At the time of the alleged crimes, Defendant was a Specialist (enlisted rank of E–4) on active duty in the United States Army, stationed at Schofield Barracks in Wahiawa, Hawaii. See, e.g., Gov't's Ex. 3, Denney Rpt. at 6. Federal jurisdiction arises because the alleged crimes occurred “within the special maritime and territorial jurisdiction of the United States, to wit, Wheeler Army Airfield[.] Doc. No. 1004, Indictment at 2.

B. Prior Expert Witness Testimony and Evidence

On November 9, 2007 and April 12, 2008, Defendant filed Notices of Expert Evidence of a Mental Condition pursuant to Federal Rule of Criminal Procedure 12.2(b).4 Doc. Nos. 416 & 554. By these Notices, Defendant indicated that he “intends [to] introduce expert evidence relating to mental condition bearing on (1) the issue of guilt during the guilt trial and (2) on the issue of punishment during any penalty hearing in this capital case [.] Doc. No. 554, Def.'s Notice at 1. In this regard, several expert witnesses—clinical and social psychologists, neuropsychologists, and psychiatrists—had previously been or were later retained and proffered opinions as to (among other matters) Defendant's mental condition as related to his capacity to form the requisite intent charged in the Indictment. Specifically, Defendant has claimed he is or was suffering from “borderline intellectual functioning” (“BIF”) (a distinct, although perhaps related, issue from the Atkins question presently before the court). As described in a prior Order, BIF is a condition (or description of a condition) the existence of which might be relevant in understanding whether Defendant had the necessary “mens rea” as charged in the Indictment. See, e.g., Doc. No. 780, Order Denying Government's Amended Motion To Exclude the Defendant's Mental Health Expert Witnesses at the Guilt–Phase (“Guilt Phase Order”) at 18–19 (Feb. 20, 2009) (Ezra J.).

In July and October 2008, the government filed Motions seeking to exclude Defendant's mental health expert witnesses at the guilt phase, and requested hearings under Daubert v. Merrell Dow Pharmaceuticals, 509 U.S. 579, 113 S.Ct. 2786, 125 L.Ed.2d 469 (1993). See Doc. Nos. 639 & 715. Accordingly, Judge Ezra conducted a Daubert evidentiary proceeding from November 3 through 6, 2008, and ultimately denied the government's request to exclude Defendant's witnesses at the guilt phase. See Doc. No. 780, Guilt Phase Order at 47. As part of these 2008 Daubert proceedings, Defendant proffered testimony and opinions from Dr. Myla Young (a neuropsychologist) and Dr. Pablo Stewart (a clinical psychiatrist). They opined, among other beliefs, that Defendant suffers from BIF and brain damage which impairs his ability to understand and adapt to stressful situations. Id. at 4. The government responded with Dr. Philip Resnick (a forensic psychiatrist) and Dr. Harold Hall (a psychologist and forensic neuropsychologist), who critiqued Drs. Young and Stewart's diagnoses and methodology. Id. Some of the evidence from this 2008 proceeding is relevant towards Atkins issues, as explained further below.
════
**ACTION ITEM:**
Write the next part of the court opinion on the defendant's mental condition, starting right after its last sentence.

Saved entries
════
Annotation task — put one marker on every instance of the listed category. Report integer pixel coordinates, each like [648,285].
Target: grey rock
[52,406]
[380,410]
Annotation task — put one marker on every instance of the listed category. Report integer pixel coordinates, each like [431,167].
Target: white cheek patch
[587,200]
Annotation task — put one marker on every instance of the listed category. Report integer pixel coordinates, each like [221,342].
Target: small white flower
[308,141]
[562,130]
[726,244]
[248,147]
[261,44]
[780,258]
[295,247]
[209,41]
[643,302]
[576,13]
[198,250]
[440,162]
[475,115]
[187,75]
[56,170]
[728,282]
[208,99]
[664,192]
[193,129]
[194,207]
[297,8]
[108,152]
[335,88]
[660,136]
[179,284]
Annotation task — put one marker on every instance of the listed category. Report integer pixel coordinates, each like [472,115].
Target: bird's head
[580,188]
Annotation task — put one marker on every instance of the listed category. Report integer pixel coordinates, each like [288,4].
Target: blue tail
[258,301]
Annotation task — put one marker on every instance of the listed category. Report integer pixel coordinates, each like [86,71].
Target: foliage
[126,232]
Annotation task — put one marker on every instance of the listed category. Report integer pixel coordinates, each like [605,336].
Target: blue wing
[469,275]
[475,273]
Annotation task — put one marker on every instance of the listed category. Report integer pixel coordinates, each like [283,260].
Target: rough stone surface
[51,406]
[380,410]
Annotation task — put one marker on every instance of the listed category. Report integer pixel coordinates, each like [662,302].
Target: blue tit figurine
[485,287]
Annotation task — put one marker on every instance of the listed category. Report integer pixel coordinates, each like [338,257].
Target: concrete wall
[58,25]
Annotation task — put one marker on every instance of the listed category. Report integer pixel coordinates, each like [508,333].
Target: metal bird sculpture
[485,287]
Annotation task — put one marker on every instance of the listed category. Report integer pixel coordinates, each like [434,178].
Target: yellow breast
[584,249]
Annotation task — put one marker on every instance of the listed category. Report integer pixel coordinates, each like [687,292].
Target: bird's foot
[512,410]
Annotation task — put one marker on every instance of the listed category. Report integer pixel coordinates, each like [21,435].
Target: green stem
════
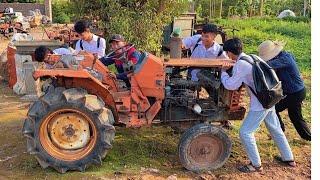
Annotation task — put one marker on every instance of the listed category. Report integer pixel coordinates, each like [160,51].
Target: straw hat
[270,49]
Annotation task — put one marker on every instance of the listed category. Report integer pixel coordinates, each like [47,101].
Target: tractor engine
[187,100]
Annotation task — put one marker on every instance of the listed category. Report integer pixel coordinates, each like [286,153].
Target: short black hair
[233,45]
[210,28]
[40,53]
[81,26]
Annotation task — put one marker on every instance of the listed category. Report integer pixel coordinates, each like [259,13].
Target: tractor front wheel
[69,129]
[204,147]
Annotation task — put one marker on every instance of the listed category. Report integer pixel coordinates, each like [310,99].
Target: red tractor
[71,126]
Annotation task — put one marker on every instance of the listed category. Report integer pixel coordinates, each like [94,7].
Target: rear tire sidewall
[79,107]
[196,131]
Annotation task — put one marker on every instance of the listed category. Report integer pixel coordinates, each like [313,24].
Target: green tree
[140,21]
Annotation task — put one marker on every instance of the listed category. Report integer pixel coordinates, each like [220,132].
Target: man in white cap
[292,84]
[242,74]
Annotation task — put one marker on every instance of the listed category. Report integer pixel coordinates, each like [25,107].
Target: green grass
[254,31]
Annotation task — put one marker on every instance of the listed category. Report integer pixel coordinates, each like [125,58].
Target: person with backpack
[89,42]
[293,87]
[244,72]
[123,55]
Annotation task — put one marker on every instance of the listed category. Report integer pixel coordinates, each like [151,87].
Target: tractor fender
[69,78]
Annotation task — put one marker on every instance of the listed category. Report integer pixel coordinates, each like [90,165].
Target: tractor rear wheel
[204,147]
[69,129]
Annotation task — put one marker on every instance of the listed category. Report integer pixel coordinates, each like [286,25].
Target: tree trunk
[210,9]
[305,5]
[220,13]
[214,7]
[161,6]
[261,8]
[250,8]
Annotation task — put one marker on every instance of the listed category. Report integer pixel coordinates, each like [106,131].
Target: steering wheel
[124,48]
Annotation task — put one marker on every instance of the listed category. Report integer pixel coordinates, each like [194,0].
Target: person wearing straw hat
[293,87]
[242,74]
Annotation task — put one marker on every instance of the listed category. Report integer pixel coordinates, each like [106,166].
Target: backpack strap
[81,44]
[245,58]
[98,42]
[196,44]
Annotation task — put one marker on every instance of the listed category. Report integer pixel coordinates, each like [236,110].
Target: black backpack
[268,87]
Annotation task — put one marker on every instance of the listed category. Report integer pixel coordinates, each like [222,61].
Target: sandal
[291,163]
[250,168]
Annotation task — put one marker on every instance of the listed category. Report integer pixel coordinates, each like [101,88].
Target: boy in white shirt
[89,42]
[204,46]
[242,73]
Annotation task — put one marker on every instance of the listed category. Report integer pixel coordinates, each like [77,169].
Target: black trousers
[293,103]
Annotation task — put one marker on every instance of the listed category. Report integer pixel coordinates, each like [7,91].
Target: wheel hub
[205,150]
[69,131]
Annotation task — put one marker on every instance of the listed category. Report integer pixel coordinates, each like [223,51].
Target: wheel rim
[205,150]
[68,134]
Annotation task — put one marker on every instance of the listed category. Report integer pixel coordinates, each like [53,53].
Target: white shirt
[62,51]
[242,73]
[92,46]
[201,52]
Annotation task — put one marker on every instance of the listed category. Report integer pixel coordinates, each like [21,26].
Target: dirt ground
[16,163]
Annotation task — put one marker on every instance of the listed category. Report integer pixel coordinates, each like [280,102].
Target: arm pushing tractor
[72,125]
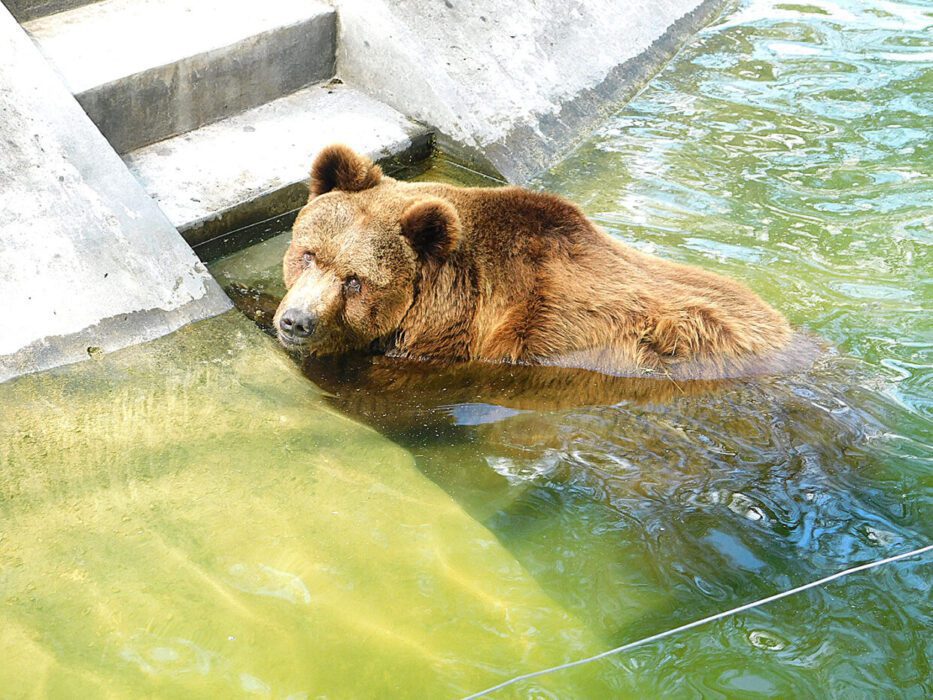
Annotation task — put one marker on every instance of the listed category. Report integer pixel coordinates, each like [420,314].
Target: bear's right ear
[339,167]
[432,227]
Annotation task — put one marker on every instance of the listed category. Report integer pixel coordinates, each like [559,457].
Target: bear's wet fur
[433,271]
════
**OUTPUT FOR THIS EXERCISE:**
As a result of testimony during the November 2008 hearings, a question arose regarding Defendant's competency to stand trial. On March 9, 2009, Judge Ezra issued an Amended Order Granting the Government's Motion for: (1) a Hearing to Determine the Mental Competency of the Defendant to Stand Trial; and (2) a Psychiatric and Psychological Examination of the Defendant. Doc. No. 796. That Order led to examinations in 2009 of Defendant by United States Bureau of Prisons Drs. Elizabeth Tyner and Dr. Lea Ann Preston Baecht, and a June 2009 Forensic Report by Dr. Preston Baecht. See, e.g., Doc. No. 826, Order Re. Competency Rpt.; Doc No. 2065–5, Tr. June 25, 2012 (Dr. Tyner) at 27–28. On August 31, 2009, Defendant was found competent to stand trial. See Doc. Nos. 859 (oral ruling), 865 (written order).

For various reasons, the competency proceedings eventually led to Defendant's May 29, 2012 Motion to Exclude or Limit Testimony of Dr. Preston Baecht or Other Competence–Related Examiners. Doc. No. 1853. As a result, Judge Ezra held Daubert evidentiary hearings in June and August 2012, during which the court heard testimony from Drs. Tyner, Preston Baecht, and defense witness Dr. Kyle Boone. These 2012 Daubert hearings, like the 2008 Daubert hearings, resulted in some evidence also relevant to Atkins issues—and the parties have also proffered specific testimony from these 2012 proceedings for the court's consideration here.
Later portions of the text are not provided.